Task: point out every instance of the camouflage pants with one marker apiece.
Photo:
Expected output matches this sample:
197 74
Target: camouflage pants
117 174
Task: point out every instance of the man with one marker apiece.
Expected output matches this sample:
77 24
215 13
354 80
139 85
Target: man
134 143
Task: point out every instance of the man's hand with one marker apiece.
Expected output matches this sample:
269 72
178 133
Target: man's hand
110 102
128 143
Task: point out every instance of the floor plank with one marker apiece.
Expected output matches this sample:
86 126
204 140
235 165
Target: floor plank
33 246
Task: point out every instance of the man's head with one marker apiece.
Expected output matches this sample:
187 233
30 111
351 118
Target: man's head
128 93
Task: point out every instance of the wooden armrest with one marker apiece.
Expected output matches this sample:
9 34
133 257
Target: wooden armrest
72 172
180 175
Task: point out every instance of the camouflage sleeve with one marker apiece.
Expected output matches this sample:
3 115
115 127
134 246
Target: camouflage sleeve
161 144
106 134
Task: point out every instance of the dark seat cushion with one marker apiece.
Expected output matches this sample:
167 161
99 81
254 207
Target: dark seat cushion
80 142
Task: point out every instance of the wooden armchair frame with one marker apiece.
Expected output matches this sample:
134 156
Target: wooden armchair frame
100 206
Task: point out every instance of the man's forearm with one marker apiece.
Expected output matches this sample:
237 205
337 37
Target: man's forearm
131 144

++++++++++++++++++++

TO DO.
Would you reproduce the entire listing, keeping every line as it is?

EXPECTED ANSWER.
Task: point out every instance of the camouflage pants with one marker apiece.
Photo:
Expected output matches this sample:
197 74
Target: camouflage pants
117 174
Task: point out every instance of the man with one marker apiece.
Expected output matches this sample:
77 24
215 13
354 80
139 85
Target: man
134 143
Task: point out every instance of the man's hand with one marker apiece.
Expected output matches this sample:
269 72
178 133
Target: man's hand
110 102
128 143
Task: point out every instance of the floor plank with one marker apiece.
Expected output matches this sample:
86 126
204 140
235 165
Target: floor plank
33 246
Task: point out every instance of the man's head with one marker apiece.
Expected output matches this sample:
187 233
30 111
351 118
Target: man's head
128 93
Task: point out every instance of the wooden armrest with one marker apiece.
Expected output matches this sample:
9 34
133 257
Target: wooden armrest
72 172
180 175
Task: point out every instance of the camouflage sleeve with one marker apiece.
Expected output matches this sample:
3 115
115 127
134 246
Target: camouflage sleeve
161 144
106 134
Task: point out every instance of the dark seat cushion with one marker apiece.
Expected output matches this sample:
167 161
99 81
254 207
Target: dark seat cushion
80 142
Task: point out every instance of the wooden armchair frame with one marker apiece.
Expected output matches this sample:
134 156
Target: wooden armchair frame
100 206
Task: point out every instance of the man's forearm with one marker apiece.
Expected output matches this sample:
237 205
337 37
Target: man's forearm
131 144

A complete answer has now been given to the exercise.